* [Tarefa]
Repita sem alterações, do texto sobre a irmã Lúcia, o trecho que se inicia nas palavras que contêm "O ano começou" e vai até "de janeiro passado.".
::: Bloco de texto
O ano começou pegado para a minha irmã Lúcia. Sua loja de brinquedos, numa rua bacana da Vila Romana, em São Paulo, voltou a fechar no vermelho, o que já virava “default” em 2024. O que não se esperava, talvez porque ninguém quisesse pensar no assunto, era que um segundo infarto do miocárdio pudesse acontecer, e logo na alvorada de 2025. E ele veio, como em 2018, numa noite de sábado, a de 11 de janeiro passado.
Nenhuma advertência sobre os perigos do cigarro nestes últimos seis anos foi por ela considerada, fosse a dos médicos, fosse a de irmãos e sobrinhos, sempre mais lenientes com o hábito; mesmo o relato da cena de seu ex-marido a implorar, como praticamente último ato de vida, um cigarro, parece tê-la sensibilizado.
::::::
::: Extrato de dados
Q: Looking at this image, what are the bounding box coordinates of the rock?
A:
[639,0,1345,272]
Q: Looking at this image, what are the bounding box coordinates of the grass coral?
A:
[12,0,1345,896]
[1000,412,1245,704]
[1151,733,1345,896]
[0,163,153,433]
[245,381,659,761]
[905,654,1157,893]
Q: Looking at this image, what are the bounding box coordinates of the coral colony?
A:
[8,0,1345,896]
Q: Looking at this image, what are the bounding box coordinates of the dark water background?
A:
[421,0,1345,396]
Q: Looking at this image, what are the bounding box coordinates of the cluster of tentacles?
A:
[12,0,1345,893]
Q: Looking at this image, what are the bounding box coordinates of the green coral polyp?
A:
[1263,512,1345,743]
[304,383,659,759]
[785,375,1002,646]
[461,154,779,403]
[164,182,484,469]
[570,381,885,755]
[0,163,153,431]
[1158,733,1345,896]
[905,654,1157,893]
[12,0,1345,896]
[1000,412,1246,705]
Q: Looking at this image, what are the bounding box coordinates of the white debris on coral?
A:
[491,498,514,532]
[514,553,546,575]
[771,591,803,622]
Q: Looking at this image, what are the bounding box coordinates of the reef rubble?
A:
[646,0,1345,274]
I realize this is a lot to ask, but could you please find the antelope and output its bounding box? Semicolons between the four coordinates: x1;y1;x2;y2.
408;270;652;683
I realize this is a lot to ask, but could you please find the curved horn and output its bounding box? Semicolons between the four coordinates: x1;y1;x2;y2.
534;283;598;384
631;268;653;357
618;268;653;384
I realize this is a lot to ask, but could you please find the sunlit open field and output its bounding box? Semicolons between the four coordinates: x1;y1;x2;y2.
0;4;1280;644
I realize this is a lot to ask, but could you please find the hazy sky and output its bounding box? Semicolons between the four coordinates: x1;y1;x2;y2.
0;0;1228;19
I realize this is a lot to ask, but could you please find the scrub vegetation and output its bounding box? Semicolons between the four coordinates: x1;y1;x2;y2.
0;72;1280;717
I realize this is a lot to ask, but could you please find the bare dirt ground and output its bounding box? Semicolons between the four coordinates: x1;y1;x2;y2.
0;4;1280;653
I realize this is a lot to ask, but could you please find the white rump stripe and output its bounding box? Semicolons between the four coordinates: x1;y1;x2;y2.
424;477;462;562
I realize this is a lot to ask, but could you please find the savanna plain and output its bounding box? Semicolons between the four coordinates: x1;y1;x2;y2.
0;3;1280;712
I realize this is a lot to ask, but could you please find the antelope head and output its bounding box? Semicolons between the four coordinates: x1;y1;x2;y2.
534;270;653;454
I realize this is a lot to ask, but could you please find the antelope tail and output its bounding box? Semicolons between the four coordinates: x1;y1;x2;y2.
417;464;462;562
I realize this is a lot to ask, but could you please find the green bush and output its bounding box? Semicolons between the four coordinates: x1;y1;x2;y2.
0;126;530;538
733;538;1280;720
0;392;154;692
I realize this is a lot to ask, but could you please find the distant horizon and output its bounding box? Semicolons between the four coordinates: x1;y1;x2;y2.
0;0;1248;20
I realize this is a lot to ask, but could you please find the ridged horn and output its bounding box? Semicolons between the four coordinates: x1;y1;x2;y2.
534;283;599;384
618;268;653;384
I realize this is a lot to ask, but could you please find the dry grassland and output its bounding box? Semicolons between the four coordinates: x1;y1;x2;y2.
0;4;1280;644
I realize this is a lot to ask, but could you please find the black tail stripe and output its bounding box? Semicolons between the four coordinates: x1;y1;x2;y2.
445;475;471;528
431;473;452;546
::::::
* [Resultado do exercício]
O ano começou pegado para a minha irmã Lúcia. Sua loja de brinquedos, numa rua bacana da Vila Romana, em São Paulo, voltou a fechar no vermelho, o que já virava “default” em 2024. O que não se esperava, talvez porque ninguém quisesse pensar no assunto, era que um segundo infarto do miocárdio pudesse acontecer, e logo na alvorada de 2025. E ele veio, como em 2018, numa noite de sábado, a de 11 de janeiro passado.